Being the frugal-minded guy I am, I got to thinking about which teams could be considered the best at using their money. MLB does its best to create a level playing field for all teams, but let’s face it, small market teams or teams with owners not willing to part with their money are at a disadvantage.
Now my beloved New York Mets are finally out of the Bernie Madoff shadow, but they still have some work to do. What about teams in small markets? No matter who the owner is, they just won’t have the ability to have the same size payroll as some of the big boys.
But does a big payroll mean big success? The answer is not always. I went back a looked at each team’s opening day payroll from 2016-2020 and then added up all their wins to get to their Price Per Win (PPW). Turns out a lot of the teams that were spending lots of money just weren’t getting a lot of bang for their buck.
You might not have hundreds of millions to spend, but what we can apply to our own lives is that success isn’t always determined by how much you can spend but by what you spend your money on. It’s all about getting good value for your spending and good returns on any investments.

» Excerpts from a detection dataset
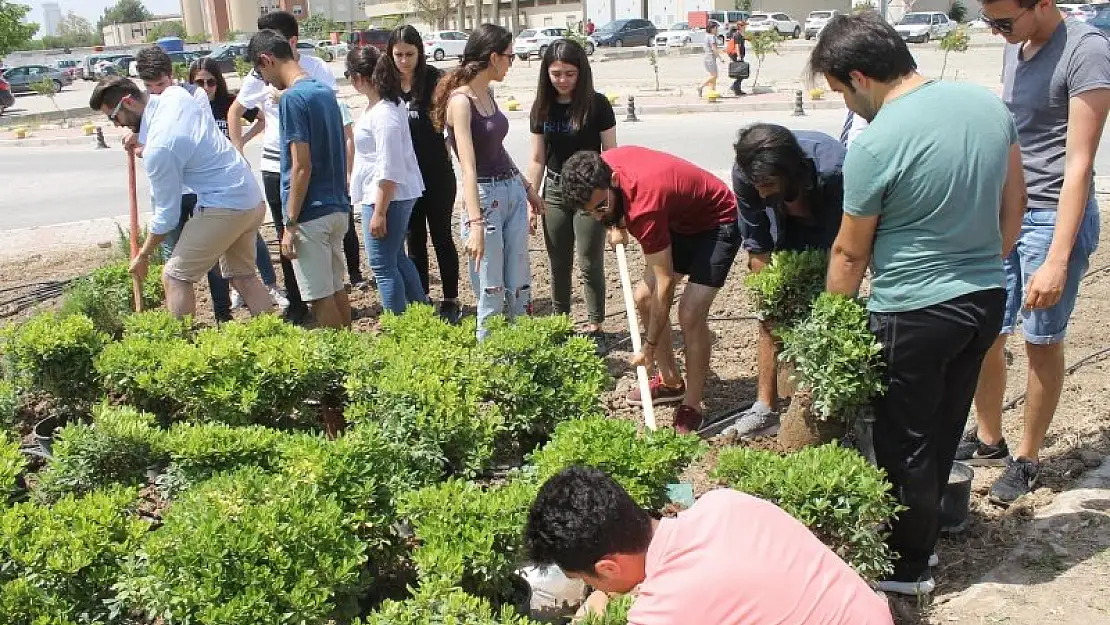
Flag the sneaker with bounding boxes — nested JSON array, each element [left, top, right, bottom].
[[720, 402, 778, 438], [268, 286, 289, 310], [675, 404, 703, 434], [956, 430, 1010, 466], [626, 373, 686, 406], [989, 457, 1040, 506]]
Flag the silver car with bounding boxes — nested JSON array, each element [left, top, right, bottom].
[[3, 65, 73, 93]]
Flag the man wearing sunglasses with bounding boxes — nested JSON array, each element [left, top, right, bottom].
[[89, 77, 273, 316], [957, 0, 1110, 506]]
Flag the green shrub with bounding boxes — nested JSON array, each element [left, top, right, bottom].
[[0, 434, 27, 504], [0, 488, 148, 625], [779, 293, 885, 419], [34, 404, 162, 502], [62, 260, 165, 337], [355, 585, 535, 625], [117, 467, 365, 625], [713, 443, 899, 579], [744, 250, 828, 326], [531, 419, 705, 510], [401, 480, 536, 604], [0, 312, 108, 405]]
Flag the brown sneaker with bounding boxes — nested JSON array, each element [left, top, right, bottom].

» TASKS TO COMPLETE
- a) In the post on baseball payrolls, which seasons' opening day payrolls did the writer look at?
- b) Shift every bounding box coordinate up by 82 and write out the stretch of the records from their start through the line containing "457, 1040, 506]]", requests included. Leave out the pictures.
The records are unrelated to the text.

» OUTPUTS
- a) The writer looked at each team's opening day payroll from 2016 to 2020.

- b)
Flag the sneaker with bounding boxes — nested JSON array, each element [left, top, right, bottom].
[[802, 484, 860, 520], [350, 368, 371, 392], [757, 486, 785, 516], [1038, 512, 1092, 548], [708, 455, 768, 488], [1071, 539, 1122, 588]]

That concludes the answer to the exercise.